# A question, "not for tree huggers" though.



## AmishNeighbor

I was telling a “tree hugger purest friend” that I was thinking of using flavors to my honey for Farmers market sales, upon which he/she said that was sacrilegious of me! 

Well, I bought organic dried apricots (secretively), Turkish dates (and cranberries not organic), put them in a blender (individually) and chopped them up somewhat fine, mixed it with 50% raw honey that was seeded to be creamed honey. I have been eating this mixture now for some months and I really love the product to eat (I look forward to it after a meal as a desert), and as someone else has said here, the longer it sits, the better it tastes. 

I just don’t know if anyone will buy it though. I would have to get a premium since the organic additives are about $5.00 a pound. 
Any thoughts or experiences, on these interesting and different products? 
Any other tasty additives that sells while mixed with raw honey?

Thanks, in advance.


----------



## whiskers

Sounds delicious, I'd buy it. Perhaps, seeing you're from Maine, a similar idea involving maple syrup could work.

▶ _PROBLEMS TO WORK ON_
[1] Repeat the passage of the flavored-honey thread that opens with the words containing "I was telling" and closes with "about $5.00 a pound.".
[2] According to the flavored-honey thread, about how much do the organic additives cost per pound?
[3] Write the next part of the flavored-honey thread, starting after its final reply.
The records that follow come from a separate source.

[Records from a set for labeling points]
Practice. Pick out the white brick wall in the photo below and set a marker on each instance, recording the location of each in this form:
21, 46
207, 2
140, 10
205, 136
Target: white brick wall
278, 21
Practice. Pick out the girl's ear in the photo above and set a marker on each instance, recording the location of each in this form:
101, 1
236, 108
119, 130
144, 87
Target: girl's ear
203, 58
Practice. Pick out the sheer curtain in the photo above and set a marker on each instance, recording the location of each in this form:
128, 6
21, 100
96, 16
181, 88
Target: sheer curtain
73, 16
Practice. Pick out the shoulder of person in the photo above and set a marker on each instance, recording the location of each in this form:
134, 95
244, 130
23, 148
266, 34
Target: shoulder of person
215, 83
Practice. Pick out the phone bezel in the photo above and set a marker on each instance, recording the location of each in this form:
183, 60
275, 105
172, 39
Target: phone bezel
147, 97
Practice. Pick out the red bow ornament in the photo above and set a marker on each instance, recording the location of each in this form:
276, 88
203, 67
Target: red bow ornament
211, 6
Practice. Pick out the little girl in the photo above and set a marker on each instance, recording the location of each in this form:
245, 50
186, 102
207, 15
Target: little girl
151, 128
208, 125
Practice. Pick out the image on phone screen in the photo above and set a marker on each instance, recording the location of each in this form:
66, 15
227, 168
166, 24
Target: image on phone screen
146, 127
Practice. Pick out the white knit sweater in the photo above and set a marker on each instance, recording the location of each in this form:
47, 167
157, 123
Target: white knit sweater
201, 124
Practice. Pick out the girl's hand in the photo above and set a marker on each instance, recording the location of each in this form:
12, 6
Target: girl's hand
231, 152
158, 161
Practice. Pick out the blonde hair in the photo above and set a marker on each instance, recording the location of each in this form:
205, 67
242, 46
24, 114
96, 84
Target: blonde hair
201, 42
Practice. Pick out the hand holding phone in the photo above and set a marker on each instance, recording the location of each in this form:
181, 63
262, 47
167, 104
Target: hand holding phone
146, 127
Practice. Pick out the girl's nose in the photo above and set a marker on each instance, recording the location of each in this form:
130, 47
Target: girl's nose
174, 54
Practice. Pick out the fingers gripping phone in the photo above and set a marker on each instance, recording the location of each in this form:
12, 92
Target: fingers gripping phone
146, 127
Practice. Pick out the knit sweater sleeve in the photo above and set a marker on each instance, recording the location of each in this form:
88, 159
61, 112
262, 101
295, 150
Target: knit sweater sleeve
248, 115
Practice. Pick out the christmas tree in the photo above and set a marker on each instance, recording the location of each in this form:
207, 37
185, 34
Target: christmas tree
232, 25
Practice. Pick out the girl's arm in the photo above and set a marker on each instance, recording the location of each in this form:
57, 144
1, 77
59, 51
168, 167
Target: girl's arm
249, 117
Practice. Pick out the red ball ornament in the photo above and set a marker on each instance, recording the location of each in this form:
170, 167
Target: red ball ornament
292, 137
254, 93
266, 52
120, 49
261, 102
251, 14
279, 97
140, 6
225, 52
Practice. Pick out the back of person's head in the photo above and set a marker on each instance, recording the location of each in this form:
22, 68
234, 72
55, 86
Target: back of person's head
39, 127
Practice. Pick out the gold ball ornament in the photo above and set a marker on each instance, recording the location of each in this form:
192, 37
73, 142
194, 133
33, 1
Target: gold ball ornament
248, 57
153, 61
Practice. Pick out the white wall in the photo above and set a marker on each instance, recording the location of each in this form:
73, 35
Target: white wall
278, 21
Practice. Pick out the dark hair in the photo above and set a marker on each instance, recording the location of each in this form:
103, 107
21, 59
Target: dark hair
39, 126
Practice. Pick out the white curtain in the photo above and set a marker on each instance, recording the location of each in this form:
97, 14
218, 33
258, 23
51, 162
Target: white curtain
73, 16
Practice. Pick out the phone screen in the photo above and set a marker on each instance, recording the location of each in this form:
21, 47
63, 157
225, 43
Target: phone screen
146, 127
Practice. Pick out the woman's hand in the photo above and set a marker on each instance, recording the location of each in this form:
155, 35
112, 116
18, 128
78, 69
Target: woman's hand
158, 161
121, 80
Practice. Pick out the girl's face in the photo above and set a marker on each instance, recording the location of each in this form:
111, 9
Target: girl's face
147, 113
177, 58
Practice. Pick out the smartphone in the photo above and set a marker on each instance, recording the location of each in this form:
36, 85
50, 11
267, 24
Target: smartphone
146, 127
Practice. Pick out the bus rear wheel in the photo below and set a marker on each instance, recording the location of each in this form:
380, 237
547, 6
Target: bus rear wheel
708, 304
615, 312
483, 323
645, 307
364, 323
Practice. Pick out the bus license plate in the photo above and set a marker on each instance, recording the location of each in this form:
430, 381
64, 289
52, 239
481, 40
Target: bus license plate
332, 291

▶ _SET OF ANSWERS_
[1]
I was telling a “tree hugger purest friend” that I was thinking of using flavors to my honey for Farmers market sales, upon which he/she said that was sacrilegious of me! 

Well, I bought organic dried apricots (secretively), Turkish dates (and cranberries not organic), put them in a blender (individually) and chopped them up somewhat fine, mixed it with 50% raw honey that was seeded to be creamed honey. I have been eating this mixture now for some months and I really love the product to eat (I look forward to it after a meal as a desert), and as someone else has said here, the longer it sits, the better it tastes. 

I just don’t know if anyone will buy it though. I would have to get a premium since the organic additives are about $5.00 a pound.

[2] About $5.00 a pound.

[3]
Bill


----------



## Bee Tamer

I was Christmas shopping at Mystic seaport and there was a small store selling "flavored " honey. It was $16 for about 8-10 oz, sorry I don't remember precisely. They contained puréed raspberry, blackberry etc, must be strained as no seeds but definately not just extract. They were very good, but I'll admit I thought it was filler at first until I sampled some and decided the were delicious and even wholesome tasting.


----------



## sqkcrk

If you are going to market this product you will need an Ingredients List. What you have here is not "Honey". It is more than Honey.

By ME Law you may have to produce your product in a Certified Kitchen. A Health Certificate, including a Water Test, which requires ME Dept of Health, or whatever it's called, to annually Inspect your facility.

It is not sacreligious for you to produce and sell this product, as long as you don't try to pass it off as "Honey".


----------



## AmishNeighbor

Interesting mixture. 
I'll try it. Each morning I have to have my honey and (chunky) peanut butter to get my engine running!


----------



## AmishNeighbor

Thanks, I think you are absolutely correct.


----------



## Hogback Honey

I'd try it, and I was one of those 'purists' that thought it was horrid to see 'flavored honey', especially since you haven't put any artificial flavoring in it, but have used real fruit to flavor it. Make it up, give out samples. Sounds like you leave the fruit in with the honey, I'll have to try that.


----------



## deknow

There are usually pretty strict labeling guidelines as well, regarding how you identify the product (it is not 'honey'), the size of the typefaces of various word,etc. I often see these laws violated, but they do exist.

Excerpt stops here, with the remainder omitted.